__INSTRUCTIONS TO FOLLOW__: Rewrite all the rows below as a numbered list with no blank lines, and leave the pictures out.

-- begin DATA ENTRIES --

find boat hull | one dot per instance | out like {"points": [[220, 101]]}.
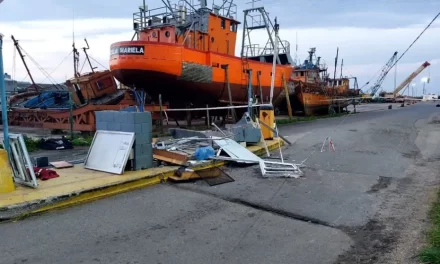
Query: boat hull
{"points": [[183, 75]]}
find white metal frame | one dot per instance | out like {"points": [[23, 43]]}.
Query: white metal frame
{"points": [[20, 162], [117, 168]]}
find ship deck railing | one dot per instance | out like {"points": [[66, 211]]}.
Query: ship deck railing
{"points": [[254, 50], [178, 14]]}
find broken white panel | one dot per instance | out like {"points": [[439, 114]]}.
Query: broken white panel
{"points": [[237, 151], [20, 162], [279, 169], [109, 151]]}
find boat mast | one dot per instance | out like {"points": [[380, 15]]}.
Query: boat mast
{"points": [[24, 62], [87, 56], [342, 64], [275, 58]]}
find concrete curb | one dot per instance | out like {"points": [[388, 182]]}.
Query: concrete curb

-- end DATA ENTRIES --

__FINISHED TASK__:
1. find boat hull | one dot per instance | out like {"points": [[220, 101]]}.
2. Query: boat hull
3. {"points": [[183, 75]]}
4. find white metal frame | one dot per instance | out like {"points": [[23, 43]]}.
5. Query: white metal frame
6. {"points": [[20, 162], [117, 168]]}
7. find ship deck railing | one dot per instance | out like {"points": [[66, 211]]}.
8. Query: ship deck railing
9. {"points": [[254, 50], [178, 14]]}
10. find broken white panel | one dot per instance | out like {"points": [[439, 114]]}.
11. Query: broken white panel
12. {"points": [[237, 151], [20, 162], [279, 169], [109, 151]]}
13. find boat mast | one dot per instance | out like {"points": [[380, 15]]}.
14. Query: boat mast
15. {"points": [[24, 62], [87, 56], [342, 64], [275, 58]]}
16. find concrete curb | one dot per instance | out like {"points": [[388, 182]]}.
17. Query: concrete curb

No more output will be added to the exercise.